#### Job:
Transcribe verbatim every line from the line containing "If you could drop a marker on the white dress" to the end of the entries, including both endpoints. Output nothing beyond those lines.

(Position annotation records)
++++
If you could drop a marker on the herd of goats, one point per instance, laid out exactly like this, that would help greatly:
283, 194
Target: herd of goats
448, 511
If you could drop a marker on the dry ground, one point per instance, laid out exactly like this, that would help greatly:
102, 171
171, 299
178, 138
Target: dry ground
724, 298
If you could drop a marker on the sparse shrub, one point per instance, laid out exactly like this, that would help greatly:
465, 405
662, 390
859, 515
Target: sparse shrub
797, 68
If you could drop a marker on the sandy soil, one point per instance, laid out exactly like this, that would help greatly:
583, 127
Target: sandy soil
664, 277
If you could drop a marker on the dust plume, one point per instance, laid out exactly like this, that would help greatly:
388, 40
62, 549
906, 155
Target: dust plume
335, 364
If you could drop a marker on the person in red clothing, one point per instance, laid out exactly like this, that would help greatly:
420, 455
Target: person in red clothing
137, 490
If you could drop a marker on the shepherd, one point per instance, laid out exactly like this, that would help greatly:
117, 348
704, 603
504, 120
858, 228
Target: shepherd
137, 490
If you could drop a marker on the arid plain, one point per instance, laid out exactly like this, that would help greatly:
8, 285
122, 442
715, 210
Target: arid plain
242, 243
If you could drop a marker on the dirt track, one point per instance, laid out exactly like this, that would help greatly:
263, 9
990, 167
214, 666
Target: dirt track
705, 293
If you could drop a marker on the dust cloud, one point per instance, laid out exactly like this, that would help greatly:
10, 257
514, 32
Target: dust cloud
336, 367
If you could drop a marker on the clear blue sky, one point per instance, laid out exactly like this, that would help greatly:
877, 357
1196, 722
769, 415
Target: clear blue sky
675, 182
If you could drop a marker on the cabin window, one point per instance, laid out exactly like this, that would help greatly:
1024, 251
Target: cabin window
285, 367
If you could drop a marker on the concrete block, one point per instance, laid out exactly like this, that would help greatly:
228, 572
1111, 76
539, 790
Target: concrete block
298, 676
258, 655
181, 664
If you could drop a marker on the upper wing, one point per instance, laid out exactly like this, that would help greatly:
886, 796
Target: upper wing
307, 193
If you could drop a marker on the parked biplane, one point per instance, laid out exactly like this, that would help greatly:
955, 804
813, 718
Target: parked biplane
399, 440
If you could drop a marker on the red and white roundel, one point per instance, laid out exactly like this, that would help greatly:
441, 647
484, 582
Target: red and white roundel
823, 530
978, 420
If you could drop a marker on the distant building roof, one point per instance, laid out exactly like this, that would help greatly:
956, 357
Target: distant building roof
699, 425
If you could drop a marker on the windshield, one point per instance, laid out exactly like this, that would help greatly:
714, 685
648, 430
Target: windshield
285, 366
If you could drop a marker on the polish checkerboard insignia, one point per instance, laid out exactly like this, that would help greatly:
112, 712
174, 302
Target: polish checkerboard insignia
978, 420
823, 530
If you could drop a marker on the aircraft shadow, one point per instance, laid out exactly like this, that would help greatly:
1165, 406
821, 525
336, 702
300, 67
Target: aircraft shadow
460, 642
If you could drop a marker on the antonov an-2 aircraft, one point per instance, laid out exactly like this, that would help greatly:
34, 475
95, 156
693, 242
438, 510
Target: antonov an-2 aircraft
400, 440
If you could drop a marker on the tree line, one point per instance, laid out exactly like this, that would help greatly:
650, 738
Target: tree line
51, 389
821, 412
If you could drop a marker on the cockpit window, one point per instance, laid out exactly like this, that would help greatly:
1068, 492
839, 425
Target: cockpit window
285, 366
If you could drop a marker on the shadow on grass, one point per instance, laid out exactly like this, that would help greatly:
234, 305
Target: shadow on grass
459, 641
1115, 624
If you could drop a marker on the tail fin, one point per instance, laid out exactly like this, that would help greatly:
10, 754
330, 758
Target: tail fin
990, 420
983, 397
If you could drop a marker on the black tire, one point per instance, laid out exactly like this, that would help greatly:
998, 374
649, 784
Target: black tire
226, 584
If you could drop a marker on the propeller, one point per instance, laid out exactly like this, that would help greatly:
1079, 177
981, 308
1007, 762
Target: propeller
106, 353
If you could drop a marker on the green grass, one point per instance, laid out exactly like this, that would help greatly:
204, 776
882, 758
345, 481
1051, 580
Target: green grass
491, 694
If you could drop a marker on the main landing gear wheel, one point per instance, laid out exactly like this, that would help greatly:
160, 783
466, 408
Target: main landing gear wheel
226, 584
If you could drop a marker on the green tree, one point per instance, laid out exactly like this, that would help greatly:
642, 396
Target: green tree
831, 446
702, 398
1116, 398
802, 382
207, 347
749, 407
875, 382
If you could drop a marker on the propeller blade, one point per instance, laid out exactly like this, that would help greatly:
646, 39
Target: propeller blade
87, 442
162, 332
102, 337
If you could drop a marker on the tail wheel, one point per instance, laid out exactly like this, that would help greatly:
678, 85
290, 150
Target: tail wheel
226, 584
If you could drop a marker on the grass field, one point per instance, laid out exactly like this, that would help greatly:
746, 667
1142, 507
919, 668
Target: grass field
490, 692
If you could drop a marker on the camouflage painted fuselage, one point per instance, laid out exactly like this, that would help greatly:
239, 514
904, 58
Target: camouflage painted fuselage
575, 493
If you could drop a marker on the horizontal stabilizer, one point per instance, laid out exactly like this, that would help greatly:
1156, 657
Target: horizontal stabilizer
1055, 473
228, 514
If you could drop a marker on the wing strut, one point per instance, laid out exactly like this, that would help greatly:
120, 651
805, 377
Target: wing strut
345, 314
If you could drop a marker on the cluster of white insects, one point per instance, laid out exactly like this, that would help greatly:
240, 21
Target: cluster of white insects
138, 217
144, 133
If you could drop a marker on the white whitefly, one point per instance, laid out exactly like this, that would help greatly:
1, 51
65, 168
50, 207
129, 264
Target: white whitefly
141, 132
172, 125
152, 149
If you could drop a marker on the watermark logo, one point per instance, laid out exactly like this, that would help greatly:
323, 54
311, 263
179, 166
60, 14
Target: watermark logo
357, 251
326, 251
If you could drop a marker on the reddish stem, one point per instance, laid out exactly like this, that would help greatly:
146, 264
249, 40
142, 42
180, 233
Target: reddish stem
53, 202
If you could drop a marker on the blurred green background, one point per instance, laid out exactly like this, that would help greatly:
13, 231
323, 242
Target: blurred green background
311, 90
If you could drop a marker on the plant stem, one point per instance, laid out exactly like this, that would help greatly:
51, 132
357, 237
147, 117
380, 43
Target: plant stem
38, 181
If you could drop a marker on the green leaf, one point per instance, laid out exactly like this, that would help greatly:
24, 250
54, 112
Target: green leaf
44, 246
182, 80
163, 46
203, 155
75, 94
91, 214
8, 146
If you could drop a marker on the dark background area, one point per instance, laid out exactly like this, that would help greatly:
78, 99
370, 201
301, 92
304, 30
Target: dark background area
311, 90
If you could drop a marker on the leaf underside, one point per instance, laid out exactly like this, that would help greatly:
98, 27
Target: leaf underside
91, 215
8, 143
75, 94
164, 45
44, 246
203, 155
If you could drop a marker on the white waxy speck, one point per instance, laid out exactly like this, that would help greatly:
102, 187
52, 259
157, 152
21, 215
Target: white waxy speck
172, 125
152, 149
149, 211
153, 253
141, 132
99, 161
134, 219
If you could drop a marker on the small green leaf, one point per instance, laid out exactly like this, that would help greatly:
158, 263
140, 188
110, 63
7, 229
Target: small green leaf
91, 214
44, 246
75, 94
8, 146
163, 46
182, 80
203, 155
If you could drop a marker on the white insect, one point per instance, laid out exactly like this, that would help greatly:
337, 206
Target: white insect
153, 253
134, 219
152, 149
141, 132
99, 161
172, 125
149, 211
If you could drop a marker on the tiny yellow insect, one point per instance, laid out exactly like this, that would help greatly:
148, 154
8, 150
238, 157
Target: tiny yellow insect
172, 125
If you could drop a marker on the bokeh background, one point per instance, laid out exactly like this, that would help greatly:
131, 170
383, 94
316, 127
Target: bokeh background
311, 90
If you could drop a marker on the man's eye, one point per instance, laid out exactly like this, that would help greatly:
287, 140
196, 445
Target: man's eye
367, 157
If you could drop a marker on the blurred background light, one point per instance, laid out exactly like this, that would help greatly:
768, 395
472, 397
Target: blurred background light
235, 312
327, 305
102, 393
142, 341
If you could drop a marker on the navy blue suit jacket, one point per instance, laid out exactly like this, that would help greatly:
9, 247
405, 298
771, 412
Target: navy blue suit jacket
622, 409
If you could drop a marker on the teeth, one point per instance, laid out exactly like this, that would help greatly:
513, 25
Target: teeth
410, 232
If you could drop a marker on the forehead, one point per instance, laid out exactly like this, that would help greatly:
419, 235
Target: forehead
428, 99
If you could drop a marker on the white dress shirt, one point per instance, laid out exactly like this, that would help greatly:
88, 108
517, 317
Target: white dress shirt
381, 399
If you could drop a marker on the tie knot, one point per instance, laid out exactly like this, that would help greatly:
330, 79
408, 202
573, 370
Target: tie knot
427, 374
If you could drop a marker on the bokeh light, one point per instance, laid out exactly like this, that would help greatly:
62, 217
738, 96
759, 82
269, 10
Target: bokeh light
++++
#### Expected output:
If you could drop a marker on the white dress shirt, one point per instance, laid out exactly like this, that would help greatly:
88, 108
517, 317
Target: white dress shirt
381, 399
If you could drop a marker on the tie knot, one point per instance, laid out exactly like this, that would help greatly:
330, 79
408, 202
573, 370
Target: tie knot
427, 374
If you could drop a marker on the bokeh light, one point per instance, laid out exactly like this, that would help greatly:
62, 217
738, 96
759, 82
269, 10
Target: bokeh light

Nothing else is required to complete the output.